- Given instruction 1 -
Answer each question below from the passage on ineffective assistance of counsel.
(a) Which case is cited for the statement that a reviewing court "defers to counsel's reasonable tactical decisions"?
(b) According to the parenthetical for People v Williams, what must be established before a judgment may be reversed on grounds of ineffective assistance of counsel?
(c) What does the quotation from In re Valdez say every effort must be made to eliminate in a fair assessment of attorney performance?
- Given instruction 2 -
Summarize the passage on ineffective assistance of counsel in two sentences.
- Given instruction 3 -
Continue the passage on ineffective assistance of counsel from its final citation.

In determining whether counsel's conduct was deficient, a reviewing court also "defers to counsel's reasonable tactical decisions" and presumes that "counsel acted within the wide range of reasonable professional assistance." (People v. Mai (2013) 57 Cal.4th 986, 1009.) A court uses an objective standard of reasonableness under prevailing norms based upon facts, not speculation, that counsel rendered ineffective assistance. (Strickland, supra, 466 U.S. at pp. 687-688, 693-694; People v Williams (1988) 44 Cal.3d 883, 933 ["[a] factual basis, not speculation, must be established before reversal of a judgment may be had on grounds of ineffective assistance of counsel"].)

" 'Judicial scrutiny of counsel's performance must be highly deferential. It is all too tempting for a defendant to second-guess counsel's assistance after conviction or adverse sentence, and it is all too easy for a court, examining counsel's defense after it has proved unsuccessful, to conclude that a particular act or omission of counsel was unreasonable. [Citation.] A fair assessment of attorney performance requires that every effort be made to eliminate the distorting effects of hindsight, to reconstruct the circumstances of counsel's challenged conduct, and to evaluate the conduct from counsel's perspective at the time. Because of the difficulties inherent in making the evaluation, a court must indulge a strong presumption that counsel's conduct falls within the wide range of reasonable professional assistance; that is, the defendant must overcome the presumption that, under the circumstances, the challenged conduct "might be considered sound trial strategy." '" (In re Valdez (2010) 49 Cal.4th 715, 729-730.)

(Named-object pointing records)
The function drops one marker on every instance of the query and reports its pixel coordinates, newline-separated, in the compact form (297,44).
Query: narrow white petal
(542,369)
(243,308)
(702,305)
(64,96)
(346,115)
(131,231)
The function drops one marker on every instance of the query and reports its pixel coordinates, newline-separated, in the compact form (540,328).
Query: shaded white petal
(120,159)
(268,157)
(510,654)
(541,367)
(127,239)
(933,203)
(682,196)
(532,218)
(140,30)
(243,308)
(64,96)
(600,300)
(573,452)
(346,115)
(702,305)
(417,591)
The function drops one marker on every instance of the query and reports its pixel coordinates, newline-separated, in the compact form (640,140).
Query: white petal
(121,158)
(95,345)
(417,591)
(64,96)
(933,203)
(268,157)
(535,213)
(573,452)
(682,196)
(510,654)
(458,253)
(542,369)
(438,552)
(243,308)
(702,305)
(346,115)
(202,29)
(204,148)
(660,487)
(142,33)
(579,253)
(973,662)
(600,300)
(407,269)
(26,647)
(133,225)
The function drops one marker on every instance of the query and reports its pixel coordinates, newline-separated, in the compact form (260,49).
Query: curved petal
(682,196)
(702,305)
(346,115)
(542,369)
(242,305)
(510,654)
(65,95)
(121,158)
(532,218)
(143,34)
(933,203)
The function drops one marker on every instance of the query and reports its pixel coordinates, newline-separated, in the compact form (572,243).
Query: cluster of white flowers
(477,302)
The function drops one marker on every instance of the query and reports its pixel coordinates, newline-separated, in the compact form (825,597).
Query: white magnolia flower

- Written reply 1 -
(a) People v. Mai (2013) 57 Cal.4th 986, 1009.
(b) A factual basis, not speculation.
(c) The distorting effects of hindsight.

- Written reply 2 -
A reviewing court defers to counsel's reasonable tactical decisions, presumes that counsel acted within the wide range of reasonable professional assistance, and applies an objective standard of reasonableness based on facts rather than speculation. Because judicial scrutiny must be highly deferential and free of hindsight, the defendant must overcome the presumption that the challenged conduct might be considered sound trial strategy.

- Written reply 3 -
Even if a court finds ineffective assistance, a court will not act unless prejudice exists: a reasonable probability that appellant would have obtained a better result absent the deficiency. (Strickland, supra, 466 U.S. at pp. 687-688, 693-694; People v. Avena (1996) 13 Cal.4th 394, 418.) "A reasonable probability is a probability sufficient to undermine confidence in the outcome." (Strickland, at p. 694.)

II. Voir Dire

Defendant argues his trial counsel was ineffective in eliciting Mertz's behavioral analysis qualifications during voir dire in the jury's presence. We disagree.

A. Additional Background

Defense counsel conducted a voir dire of Mertz in the jury's presence. While defense counsel was asking Mertz to explain his training and its relevance to the case, he explained his behavioral analysis training permitting him to determine "behavior people use when trying to be deceitful" and "common things people will do when they're telling the truth." He explained its relevance in cases involving narcotics sales: "[P]eople don't always tell the truth. And so they will use language that kind of minimizes ... what they're being questioned about." He claimed he could review video footage of a person and determine whether they are telling the truth or not.

B. Analysis

Defense counsel's elicitation of Mertz's behavioral analysis training during voir dire is consistent with the purpose of expert witness voir dire: to explore and challenge the witness's credibility and ability to formulate opinions. Reviewing courts "rarely second-guess" counsel's tactics in challenging a witness "despite the elicitation of seemingly damaging testimony." (People v. Ervin (2000) 22 Cal.4th 48, 94 [pertaining to cross-examination].) Because a satisfactory explanation and rational tactical purpose for exploring and challenging Mertz's qualifications exists, we cannot conclude defense counsel's questions were unreasonable. For that reason, defendant's ineffective assistance of counsel claim on this issue fails.

III. Expert witness testimony

Defendant next contends that defense counsel was ineffective for two additional reasons: he did not object to Mertz's testimony that (1) his review of video footage of defendant's arrest and interview did not change his opinion that defendant possessed the methamphetamine for sale and (2) defendants charged with selling narcotics lie in a high percentage of cases. Again, we disagree.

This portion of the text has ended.